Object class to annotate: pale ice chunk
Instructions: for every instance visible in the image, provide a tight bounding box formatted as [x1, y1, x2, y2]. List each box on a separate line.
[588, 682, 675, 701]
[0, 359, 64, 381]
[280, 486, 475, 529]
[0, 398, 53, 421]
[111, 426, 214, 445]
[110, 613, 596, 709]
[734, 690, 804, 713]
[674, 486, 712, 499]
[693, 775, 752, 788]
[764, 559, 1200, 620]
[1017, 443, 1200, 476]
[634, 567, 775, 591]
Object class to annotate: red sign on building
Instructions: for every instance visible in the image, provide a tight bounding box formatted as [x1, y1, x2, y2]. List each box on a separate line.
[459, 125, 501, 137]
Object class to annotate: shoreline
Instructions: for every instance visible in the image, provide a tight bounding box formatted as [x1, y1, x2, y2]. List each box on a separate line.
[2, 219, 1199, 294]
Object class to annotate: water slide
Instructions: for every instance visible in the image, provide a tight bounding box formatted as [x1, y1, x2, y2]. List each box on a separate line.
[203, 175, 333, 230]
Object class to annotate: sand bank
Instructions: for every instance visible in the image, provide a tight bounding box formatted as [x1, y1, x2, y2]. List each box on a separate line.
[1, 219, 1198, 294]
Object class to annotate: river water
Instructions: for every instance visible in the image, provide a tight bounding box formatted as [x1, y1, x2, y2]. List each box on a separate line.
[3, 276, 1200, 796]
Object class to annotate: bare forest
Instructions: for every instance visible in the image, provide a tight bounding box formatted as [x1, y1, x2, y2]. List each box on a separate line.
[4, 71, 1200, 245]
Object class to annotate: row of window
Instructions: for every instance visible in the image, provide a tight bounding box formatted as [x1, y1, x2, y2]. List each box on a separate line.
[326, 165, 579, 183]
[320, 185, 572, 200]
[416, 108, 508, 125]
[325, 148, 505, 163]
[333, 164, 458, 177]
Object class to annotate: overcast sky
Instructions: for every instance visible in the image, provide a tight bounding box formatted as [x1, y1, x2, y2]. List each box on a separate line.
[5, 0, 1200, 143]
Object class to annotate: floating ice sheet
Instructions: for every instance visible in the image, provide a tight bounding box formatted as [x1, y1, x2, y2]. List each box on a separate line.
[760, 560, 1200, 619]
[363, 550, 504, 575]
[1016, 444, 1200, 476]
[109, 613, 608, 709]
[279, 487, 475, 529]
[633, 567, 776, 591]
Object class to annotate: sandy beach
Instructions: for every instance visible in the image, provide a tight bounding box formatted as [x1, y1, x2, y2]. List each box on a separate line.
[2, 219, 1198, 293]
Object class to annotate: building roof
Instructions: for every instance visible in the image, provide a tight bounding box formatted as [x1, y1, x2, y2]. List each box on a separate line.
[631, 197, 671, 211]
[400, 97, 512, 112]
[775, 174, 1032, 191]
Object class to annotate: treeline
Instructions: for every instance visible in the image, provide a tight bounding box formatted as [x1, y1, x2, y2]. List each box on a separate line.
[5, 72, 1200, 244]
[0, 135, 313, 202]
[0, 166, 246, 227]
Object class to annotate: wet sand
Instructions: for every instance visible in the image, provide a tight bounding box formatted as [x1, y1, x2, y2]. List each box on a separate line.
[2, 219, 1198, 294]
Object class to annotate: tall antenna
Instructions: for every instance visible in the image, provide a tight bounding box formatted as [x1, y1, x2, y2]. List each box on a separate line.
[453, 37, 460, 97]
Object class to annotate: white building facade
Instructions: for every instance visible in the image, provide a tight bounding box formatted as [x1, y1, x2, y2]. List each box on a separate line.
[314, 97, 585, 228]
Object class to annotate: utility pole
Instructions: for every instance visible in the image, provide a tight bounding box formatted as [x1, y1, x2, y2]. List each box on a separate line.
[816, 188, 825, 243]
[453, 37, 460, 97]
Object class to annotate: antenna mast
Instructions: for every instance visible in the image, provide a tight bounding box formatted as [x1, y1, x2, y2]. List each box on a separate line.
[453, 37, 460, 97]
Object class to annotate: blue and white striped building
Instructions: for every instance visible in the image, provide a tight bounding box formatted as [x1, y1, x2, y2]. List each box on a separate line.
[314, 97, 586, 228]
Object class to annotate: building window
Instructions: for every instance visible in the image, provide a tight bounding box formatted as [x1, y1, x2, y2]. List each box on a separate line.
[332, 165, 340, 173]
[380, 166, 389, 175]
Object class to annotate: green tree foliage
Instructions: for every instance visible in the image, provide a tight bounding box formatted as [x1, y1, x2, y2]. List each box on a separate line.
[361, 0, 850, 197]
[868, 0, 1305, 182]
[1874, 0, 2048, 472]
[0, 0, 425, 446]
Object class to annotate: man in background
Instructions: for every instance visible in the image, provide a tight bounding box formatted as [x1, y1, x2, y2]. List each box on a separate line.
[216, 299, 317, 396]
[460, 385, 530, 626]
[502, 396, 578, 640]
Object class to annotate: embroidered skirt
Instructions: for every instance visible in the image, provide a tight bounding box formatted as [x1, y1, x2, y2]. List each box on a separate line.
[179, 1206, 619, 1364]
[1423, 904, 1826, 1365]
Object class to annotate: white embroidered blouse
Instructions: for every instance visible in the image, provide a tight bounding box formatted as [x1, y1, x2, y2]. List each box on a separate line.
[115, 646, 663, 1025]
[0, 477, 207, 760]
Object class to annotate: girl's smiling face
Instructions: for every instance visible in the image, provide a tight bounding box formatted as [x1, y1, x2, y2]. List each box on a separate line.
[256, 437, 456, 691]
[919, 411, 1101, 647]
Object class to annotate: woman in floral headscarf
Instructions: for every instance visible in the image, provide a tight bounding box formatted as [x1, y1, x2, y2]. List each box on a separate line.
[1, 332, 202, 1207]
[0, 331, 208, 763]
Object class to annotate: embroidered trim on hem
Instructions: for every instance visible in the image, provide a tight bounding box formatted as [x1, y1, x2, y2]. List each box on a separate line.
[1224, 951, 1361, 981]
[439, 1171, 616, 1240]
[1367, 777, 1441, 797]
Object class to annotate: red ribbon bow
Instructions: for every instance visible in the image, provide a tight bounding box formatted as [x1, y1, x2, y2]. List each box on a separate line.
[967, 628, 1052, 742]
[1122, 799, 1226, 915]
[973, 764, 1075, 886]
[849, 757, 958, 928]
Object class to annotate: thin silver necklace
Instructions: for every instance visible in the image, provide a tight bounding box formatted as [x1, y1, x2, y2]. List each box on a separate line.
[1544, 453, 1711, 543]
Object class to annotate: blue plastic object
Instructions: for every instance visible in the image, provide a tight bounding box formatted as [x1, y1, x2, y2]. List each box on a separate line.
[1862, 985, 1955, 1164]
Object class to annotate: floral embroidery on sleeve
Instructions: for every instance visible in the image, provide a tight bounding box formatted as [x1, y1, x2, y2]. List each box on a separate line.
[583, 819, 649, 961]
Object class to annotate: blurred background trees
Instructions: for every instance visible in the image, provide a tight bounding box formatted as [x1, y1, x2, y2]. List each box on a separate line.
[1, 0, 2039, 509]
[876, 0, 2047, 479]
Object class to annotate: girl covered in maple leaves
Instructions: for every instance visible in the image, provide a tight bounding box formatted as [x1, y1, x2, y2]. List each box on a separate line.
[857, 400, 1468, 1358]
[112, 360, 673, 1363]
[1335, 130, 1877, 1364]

::::

**What you will do**
All lines in the listing above from the line containing "Object class to annotate: green tree foliage" to the line containing "Object class to annotate: white embroidered", inclusive, should be retyped exactly; no other lines should appear.

**Solved problem**
Object class to annotate: green tree foliage
Instructions: for every instance visible in the image, provide a tight bounding box formatted as [x1, y1, x2, y2]. List each box on a separate line.
[361, 0, 850, 197]
[868, 0, 1305, 182]
[1874, 0, 2048, 472]
[0, 0, 425, 446]
Object class to annotate: man in background
Instructions: for every instance visible in the image, provide a tight bounding box formatted as [x1, y1, x2, y2]. List each box on a separate line.
[216, 299, 317, 396]
[460, 385, 530, 626]
[502, 396, 578, 640]
Object class to annotate: embroidered skirt
Instructions: for every instance visible in the image, provide a tight bounding box formatted as [x1, y1, x2, y2]. List each box on a separate line.
[179, 1206, 619, 1364]
[1423, 904, 1826, 1365]
Object class to annotate: white embroidered blouse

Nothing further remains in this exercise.